++++ TEXT SECTION ++++
Have you ever tried to fix something? Maybe you opened it up, looked at the guts, and decided buying a new one was cheaper or just easier. You are not crazy. You are not alone.
It has not really been an option for decades. At least not in the U.S. Especially not when that toaster has a brain inside it.
We live in a world of absurd economics. A printer costs less to replace than its own ink cartridge sounds ridiculous. But it’s real. The U.S. military buys weapons they cannot legally repair. Why? Because the IP rights stay with the builder. John Deere farmers face the same wall. They own the tractor. They do not own the software running the tractor.
There is a cost to this convenience. Or lack of it.
The U.S. throws away roughly 43 lbs of electronic garbage per person every year. That makes us the second biggest producer of e-waste on the planet, right behind China. And what happens to all that junk?
Only 25% gets recycled.
The Right to Tinker
So the “right to repair” movement happened.
++++ RECORDS ++++
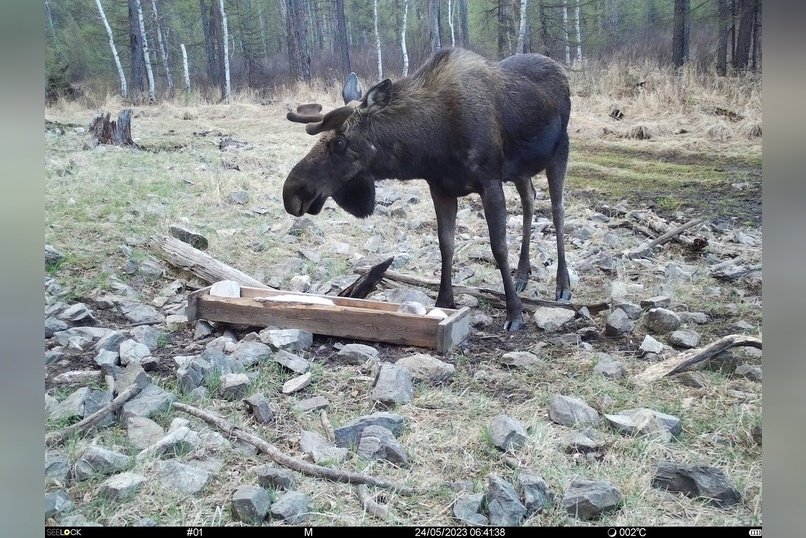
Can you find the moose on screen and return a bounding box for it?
[283,48,571,331]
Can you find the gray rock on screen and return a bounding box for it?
[369,363,414,405]
[652,462,742,507]
[638,335,663,356]
[646,308,680,334]
[299,430,347,464]
[453,493,488,525]
[98,473,146,501]
[256,465,297,490]
[56,303,95,324]
[156,460,212,495]
[669,330,700,349]
[281,372,311,394]
[271,491,309,525]
[549,394,600,428]
[641,295,672,310]
[218,374,249,400]
[605,308,635,336]
[395,353,456,384]
[45,489,73,519]
[532,306,576,332]
[45,317,70,338]
[120,340,151,366]
[118,301,165,325]
[517,469,554,517]
[50,387,90,420]
[232,485,271,524]
[334,411,406,447]
[126,416,165,450]
[122,384,176,420]
[593,353,626,379]
[499,351,540,368]
[266,329,313,351]
[291,396,330,413]
[562,480,622,520]
[73,445,131,481]
[487,474,527,527]
[244,392,274,424]
[336,344,378,364]
[360,426,409,467]
[95,331,128,353]
[733,364,761,382]
[490,413,526,452]
[605,407,683,441]
[271,349,311,374]
[232,342,271,368]
[131,325,165,351]
[193,319,213,340]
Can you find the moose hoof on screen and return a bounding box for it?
[504,319,523,332]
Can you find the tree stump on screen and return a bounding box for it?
[90,108,135,146]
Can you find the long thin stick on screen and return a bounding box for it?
[171,402,414,495]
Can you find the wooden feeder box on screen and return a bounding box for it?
[187,283,470,353]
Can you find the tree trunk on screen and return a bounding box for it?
[151,0,174,92]
[716,0,729,77]
[672,0,689,67]
[285,0,311,82]
[134,0,157,101]
[95,0,129,99]
[733,0,756,69]
[400,0,409,77]
[456,0,470,48]
[372,0,383,80]
[333,0,352,73]
[179,43,190,92]
[515,0,528,54]
[428,0,442,52]
[128,0,146,93]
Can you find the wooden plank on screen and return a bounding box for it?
[195,295,441,348]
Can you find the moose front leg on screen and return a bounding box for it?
[429,185,457,308]
[481,181,523,331]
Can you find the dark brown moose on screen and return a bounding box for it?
[283,49,571,331]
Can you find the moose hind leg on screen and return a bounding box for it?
[546,138,571,301]
[481,181,523,331]
[515,177,536,292]
[431,187,457,308]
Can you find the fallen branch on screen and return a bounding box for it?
[149,235,269,288]
[45,383,143,447]
[376,271,610,314]
[354,484,397,523]
[171,402,414,495]
[633,334,761,383]
[626,219,702,258]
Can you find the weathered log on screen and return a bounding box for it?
[90,108,136,146]
[339,256,395,299]
[633,334,761,383]
[149,234,270,288]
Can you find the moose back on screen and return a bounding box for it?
[283,49,571,331]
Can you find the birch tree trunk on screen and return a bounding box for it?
[95,0,129,98]
[563,0,571,65]
[372,0,383,80]
[515,0,528,54]
[134,0,157,101]
[400,0,409,77]
[218,0,230,103]
[151,0,174,92]
[179,43,190,92]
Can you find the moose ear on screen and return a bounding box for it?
[305,105,355,134]
[363,78,392,110]
[341,73,362,105]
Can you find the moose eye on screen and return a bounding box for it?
[330,137,347,153]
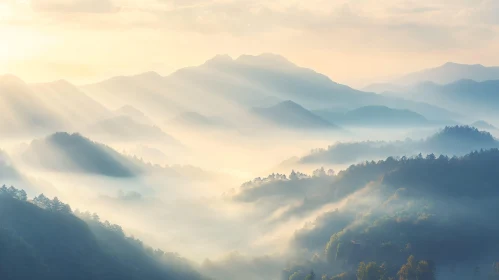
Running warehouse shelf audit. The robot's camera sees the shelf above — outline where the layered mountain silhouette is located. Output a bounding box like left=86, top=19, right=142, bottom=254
left=167, top=112, right=231, bottom=129
left=30, top=80, right=112, bottom=126
left=114, top=105, right=154, bottom=125
left=0, top=191, right=204, bottom=280
left=394, top=62, right=499, bottom=85
left=376, top=79, right=499, bottom=117
left=0, top=75, right=68, bottom=134
left=313, top=106, right=430, bottom=127
left=253, top=101, right=339, bottom=129
left=470, top=120, right=497, bottom=130
left=87, top=116, right=179, bottom=145
left=292, top=126, right=499, bottom=166
left=82, top=54, right=458, bottom=120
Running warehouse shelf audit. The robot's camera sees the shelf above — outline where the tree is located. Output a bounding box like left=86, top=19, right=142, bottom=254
left=289, top=271, right=303, bottom=280
left=357, top=262, right=386, bottom=280
left=305, top=270, right=315, bottom=280
left=397, top=255, right=436, bottom=280
left=417, top=261, right=435, bottom=280
left=397, top=255, right=417, bottom=280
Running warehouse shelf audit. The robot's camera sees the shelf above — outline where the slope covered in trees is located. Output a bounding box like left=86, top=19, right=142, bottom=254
left=275, top=149, right=499, bottom=280
left=0, top=186, right=209, bottom=280
left=24, top=132, right=140, bottom=177
left=298, top=126, right=499, bottom=164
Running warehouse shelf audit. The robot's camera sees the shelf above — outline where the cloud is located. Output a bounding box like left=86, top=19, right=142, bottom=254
left=31, top=0, right=119, bottom=14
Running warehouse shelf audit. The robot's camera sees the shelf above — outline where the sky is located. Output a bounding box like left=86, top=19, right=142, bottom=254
left=0, top=0, right=499, bottom=87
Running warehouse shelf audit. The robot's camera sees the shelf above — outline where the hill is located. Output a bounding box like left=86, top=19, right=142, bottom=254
left=410, top=80, right=499, bottom=114
left=83, top=54, right=458, bottom=119
left=23, top=132, right=142, bottom=177
left=470, top=120, right=497, bottom=130
left=234, top=149, right=499, bottom=280
left=313, top=106, right=430, bottom=127
left=253, top=101, right=338, bottom=129
left=87, top=116, right=179, bottom=145
left=0, top=188, right=204, bottom=280
left=298, top=126, right=499, bottom=165
left=29, top=80, right=111, bottom=126
left=168, top=112, right=230, bottom=129
left=114, top=105, right=153, bottom=125
left=394, top=62, right=499, bottom=85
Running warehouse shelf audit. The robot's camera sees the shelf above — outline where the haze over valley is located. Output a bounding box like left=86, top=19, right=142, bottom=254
left=0, top=0, right=499, bottom=280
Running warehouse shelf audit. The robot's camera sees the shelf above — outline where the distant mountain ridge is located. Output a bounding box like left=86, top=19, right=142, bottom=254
left=252, top=100, right=339, bottom=129
left=393, top=62, right=499, bottom=85
left=82, top=54, right=458, bottom=120
left=312, top=106, right=431, bottom=127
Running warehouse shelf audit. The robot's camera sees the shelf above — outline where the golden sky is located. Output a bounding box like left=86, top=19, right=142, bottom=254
left=0, top=0, right=499, bottom=86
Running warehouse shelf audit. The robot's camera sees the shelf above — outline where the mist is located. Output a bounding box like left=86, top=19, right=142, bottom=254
left=0, top=51, right=499, bottom=280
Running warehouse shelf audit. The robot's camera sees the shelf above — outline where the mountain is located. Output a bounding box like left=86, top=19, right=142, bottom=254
left=82, top=54, right=458, bottom=119
left=81, top=72, right=183, bottom=119
left=394, top=62, right=499, bottom=85
left=29, top=80, right=112, bottom=126
left=470, top=120, right=497, bottom=130
left=296, top=126, right=499, bottom=166
left=0, top=150, right=21, bottom=182
left=23, top=132, right=142, bottom=177
left=233, top=149, right=499, bottom=280
left=168, top=112, right=231, bottom=129
left=411, top=80, right=499, bottom=113
left=313, top=106, right=430, bottom=127
left=362, top=83, right=407, bottom=93
left=0, top=188, right=204, bottom=280
left=114, top=105, right=153, bottom=125
left=253, top=101, right=339, bottom=129
left=383, top=79, right=499, bottom=118
left=0, top=75, right=68, bottom=135
left=87, top=116, right=179, bottom=145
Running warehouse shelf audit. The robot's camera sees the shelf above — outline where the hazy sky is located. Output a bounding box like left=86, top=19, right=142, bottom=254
left=0, top=0, right=499, bottom=86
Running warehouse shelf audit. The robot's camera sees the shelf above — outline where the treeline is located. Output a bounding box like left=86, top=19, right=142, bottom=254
left=278, top=149, right=499, bottom=280
left=298, top=126, right=499, bottom=164
left=0, top=186, right=206, bottom=280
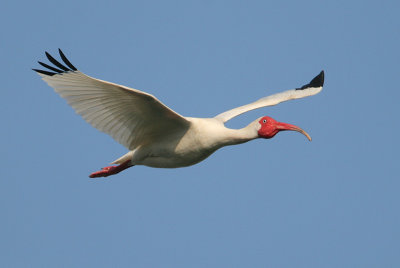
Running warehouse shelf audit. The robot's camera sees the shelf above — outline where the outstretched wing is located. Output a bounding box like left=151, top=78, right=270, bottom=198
left=33, top=49, right=190, bottom=150
left=215, top=71, right=324, bottom=122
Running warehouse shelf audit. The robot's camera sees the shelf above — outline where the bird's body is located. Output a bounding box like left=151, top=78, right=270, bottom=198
left=113, top=117, right=257, bottom=168
left=34, top=50, right=324, bottom=177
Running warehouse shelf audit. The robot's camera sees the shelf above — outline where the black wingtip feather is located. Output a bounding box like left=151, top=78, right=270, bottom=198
left=296, top=70, right=325, bottom=90
left=38, top=61, right=63, bottom=73
left=45, top=51, right=70, bottom=72
left=32, top=69, right=56, bottom=76
left=58, top=49, right=78, bottom=71
left=32, top=49, right=78, bottom=76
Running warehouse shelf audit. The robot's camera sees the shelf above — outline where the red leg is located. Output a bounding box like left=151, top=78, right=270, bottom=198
left=89, top=160, right=132, bottom=178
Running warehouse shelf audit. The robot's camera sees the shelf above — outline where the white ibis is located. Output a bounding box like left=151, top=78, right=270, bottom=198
left=33, top=49, right=324, bottom=178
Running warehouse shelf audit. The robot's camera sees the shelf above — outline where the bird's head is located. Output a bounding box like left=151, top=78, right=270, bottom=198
left=258, top=116, right=311, bottom=141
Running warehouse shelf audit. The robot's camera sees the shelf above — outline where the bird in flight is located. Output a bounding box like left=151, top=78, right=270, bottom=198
left=33, top=49, right=324, bottom=178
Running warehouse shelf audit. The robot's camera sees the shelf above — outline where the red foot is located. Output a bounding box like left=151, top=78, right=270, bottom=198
left=89, top=160, right=132, bottom=178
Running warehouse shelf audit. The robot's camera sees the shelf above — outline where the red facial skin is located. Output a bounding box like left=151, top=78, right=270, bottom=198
left=258, top=116, right=311, bottom=141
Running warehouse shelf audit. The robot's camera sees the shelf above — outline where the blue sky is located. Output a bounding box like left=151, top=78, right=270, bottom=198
left=0, top=0, right=400, bottom=267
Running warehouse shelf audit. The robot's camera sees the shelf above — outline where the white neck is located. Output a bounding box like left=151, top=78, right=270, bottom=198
left=220, top=120, right=260, bottom=145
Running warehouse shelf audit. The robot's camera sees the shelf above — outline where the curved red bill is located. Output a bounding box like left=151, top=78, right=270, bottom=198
left=276, top=122, right=311, bottom=141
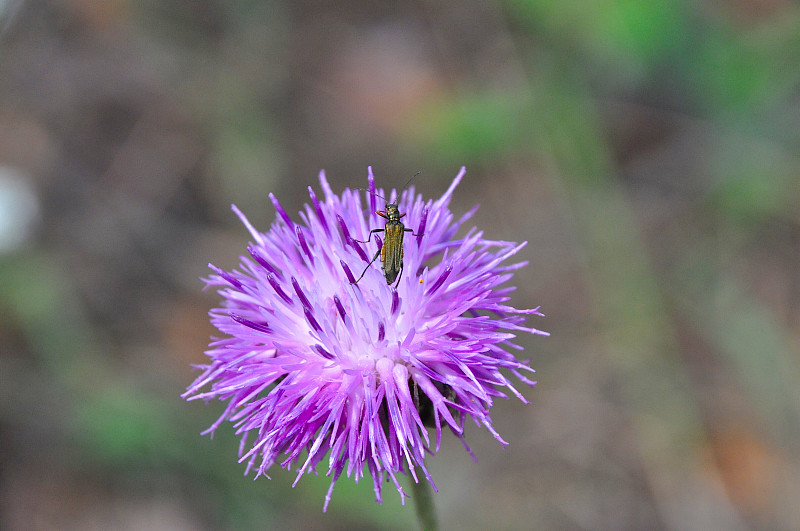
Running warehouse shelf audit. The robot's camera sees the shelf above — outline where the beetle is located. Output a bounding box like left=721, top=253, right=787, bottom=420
left=353, top=177, right=422, bottom=288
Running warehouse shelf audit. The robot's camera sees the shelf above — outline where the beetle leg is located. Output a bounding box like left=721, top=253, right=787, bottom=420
left=353, top=248, right=384, bottom=284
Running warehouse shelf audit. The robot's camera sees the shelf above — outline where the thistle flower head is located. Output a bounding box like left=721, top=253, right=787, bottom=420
left=183, top=168, right=544, bottom=508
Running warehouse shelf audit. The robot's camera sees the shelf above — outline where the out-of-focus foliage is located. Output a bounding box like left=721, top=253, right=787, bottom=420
left=0, top=0, right=800, bottom=530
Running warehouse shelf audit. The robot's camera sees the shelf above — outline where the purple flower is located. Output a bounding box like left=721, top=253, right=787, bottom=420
left=183, top=168, right=546, bottom=508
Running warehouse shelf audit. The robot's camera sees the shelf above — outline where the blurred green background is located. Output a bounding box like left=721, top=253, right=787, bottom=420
left=0, top=0, right=800, bottom=530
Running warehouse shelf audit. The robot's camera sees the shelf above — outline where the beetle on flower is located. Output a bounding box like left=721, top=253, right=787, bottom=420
left=183, top=168, right=546, bottom=509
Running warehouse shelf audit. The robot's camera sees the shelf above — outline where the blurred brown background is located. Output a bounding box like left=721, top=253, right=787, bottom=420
left=0, top=0, right=800, bottom=530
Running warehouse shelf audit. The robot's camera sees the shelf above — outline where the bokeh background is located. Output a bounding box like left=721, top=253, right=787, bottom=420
left=0, top=0, right=800, bottom=531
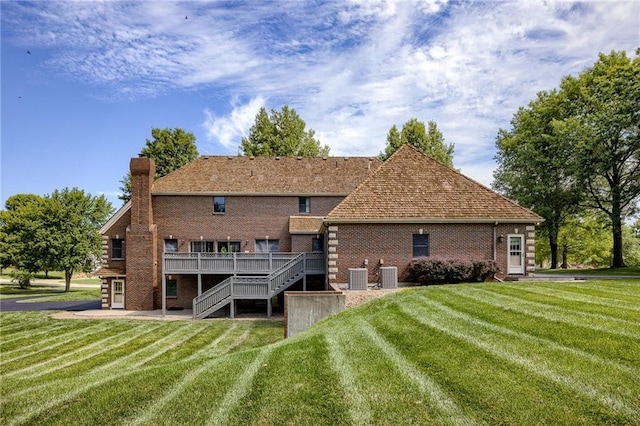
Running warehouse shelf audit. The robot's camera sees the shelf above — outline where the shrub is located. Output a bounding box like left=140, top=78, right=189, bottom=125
left=408, top=257, right=498, bottom=285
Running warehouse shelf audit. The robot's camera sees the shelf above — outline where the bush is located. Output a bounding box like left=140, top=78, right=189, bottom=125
left=408, top=257, right=498, bottom=285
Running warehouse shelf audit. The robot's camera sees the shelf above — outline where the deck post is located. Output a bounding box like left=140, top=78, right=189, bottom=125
left=162, top=273, right=167, bottom=317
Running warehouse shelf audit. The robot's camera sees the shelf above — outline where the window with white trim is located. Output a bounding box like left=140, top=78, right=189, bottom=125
left=413, top=234, right=429, bottom=257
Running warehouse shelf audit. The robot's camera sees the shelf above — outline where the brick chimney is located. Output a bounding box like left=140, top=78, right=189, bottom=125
left=125, top=157, right=158, bottom=311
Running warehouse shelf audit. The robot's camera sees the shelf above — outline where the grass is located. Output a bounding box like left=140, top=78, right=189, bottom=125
left=536, top=266, right=640, bottom=277
left=0, top=267, right=100, bottom=284
left=0, top=284, right=101, bottom=303
left=0, top=280, right=640, bottom=425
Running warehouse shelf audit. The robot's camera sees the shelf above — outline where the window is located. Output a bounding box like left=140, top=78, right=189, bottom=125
left=189, top=240, right=215, bottom=253
left=413, top=234, right=429, bottom=257
left=311, top=237, right=324, bottom=252
left=218, top=241, right=240, bottom=253
left=213, top=197, right=225, bottom=213
left=256, top=240, right=280, bottom=253
left=164, top=238, right=178, bottom=253
left=167, top=280, right=178, bottom=297
left=111, top=238, right=124, bottom=259
left=298, top=197, right=311, bottom=213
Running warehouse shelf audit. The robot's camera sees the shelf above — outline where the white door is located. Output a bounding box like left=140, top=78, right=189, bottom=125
left=111, top=280, right=124, bottom=309
left=508, top=235, right=524, bottom=274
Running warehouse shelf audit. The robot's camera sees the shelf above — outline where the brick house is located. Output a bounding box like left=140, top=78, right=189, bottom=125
left=98, top=146, right=542, bottom=317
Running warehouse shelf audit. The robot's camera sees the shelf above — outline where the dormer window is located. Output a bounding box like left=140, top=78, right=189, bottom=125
left=298, top=197, right=311, bottom=213
left=213, top=197, right=225, bottom=214
left=111, top=238, right=124, bottom=260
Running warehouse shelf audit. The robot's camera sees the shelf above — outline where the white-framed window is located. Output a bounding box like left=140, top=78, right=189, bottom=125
left=189, top=240, right=215, bottom=253
left=218, top=241, right=240, bottom=253
left=213, top=196, right=226, bottom=213
left=256, top=240, right=280, bottom=253
left=311, top=236, right=324, bottom=253
left=111, top=238, right=124, bottom=260
left=166, top=279, right=178, bottom=298
left=164, top=238, right=178, bottom=253
left=413, top=234, right=429, bottom=257
left=298, top=197, right=311, bottom=213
++++
Please copy the repair text starting at the words "The U.S. throws" and ending after "25% gets recycled.", changing "e-waste" to "electronic waste".

◆ **OUTPUT BELOW**:
The U.S. throws away roughly 43 lbs of electronic garbage per person every year. That makes us the second biggest producer of electronic waste on the planet, right behind China. And what happens to all that junk?
Only 25% gets recycled.